■ Exercise prompt
Could you filter the records below and return each line that holds "palm"?

---------- Supplied records ----------

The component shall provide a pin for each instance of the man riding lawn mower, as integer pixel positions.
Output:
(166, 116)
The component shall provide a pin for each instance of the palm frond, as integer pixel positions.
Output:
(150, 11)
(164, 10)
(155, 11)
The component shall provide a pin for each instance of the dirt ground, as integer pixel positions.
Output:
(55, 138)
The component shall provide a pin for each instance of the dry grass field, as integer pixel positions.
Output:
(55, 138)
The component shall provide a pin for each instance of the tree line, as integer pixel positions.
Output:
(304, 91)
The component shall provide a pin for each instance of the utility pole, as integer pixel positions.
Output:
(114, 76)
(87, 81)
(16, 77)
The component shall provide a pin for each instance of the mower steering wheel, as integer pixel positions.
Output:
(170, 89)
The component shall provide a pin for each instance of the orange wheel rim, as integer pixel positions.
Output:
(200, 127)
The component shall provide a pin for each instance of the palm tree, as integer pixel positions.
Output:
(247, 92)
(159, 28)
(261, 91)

----------
---------- Supplied records ----------

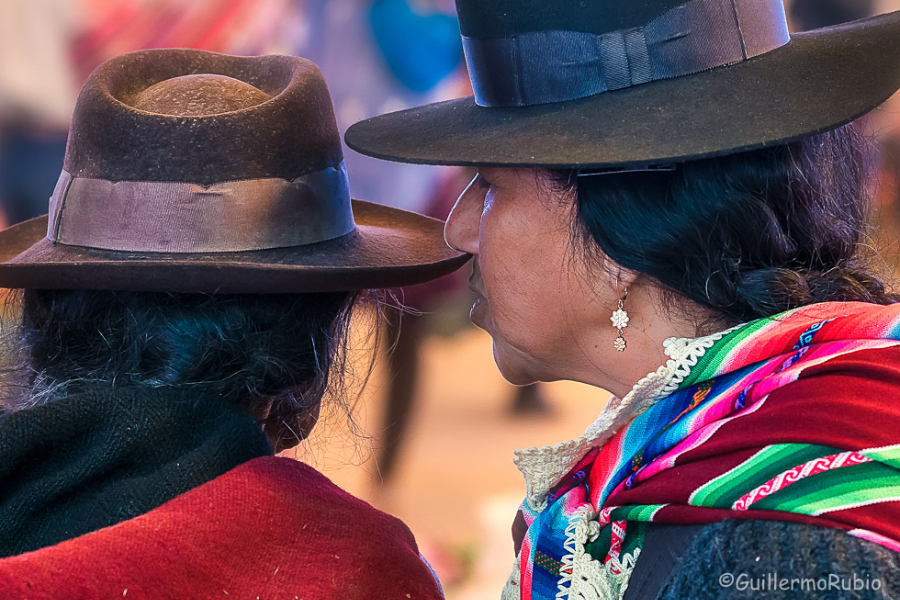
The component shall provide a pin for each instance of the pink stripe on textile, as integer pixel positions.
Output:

----------

■ Solution to this problem
The component shall provide a pin for each instance of the palm frond, as integer pixel positions.
The component shall provide a pin for each instance of the palm tree, as integer pixel positions.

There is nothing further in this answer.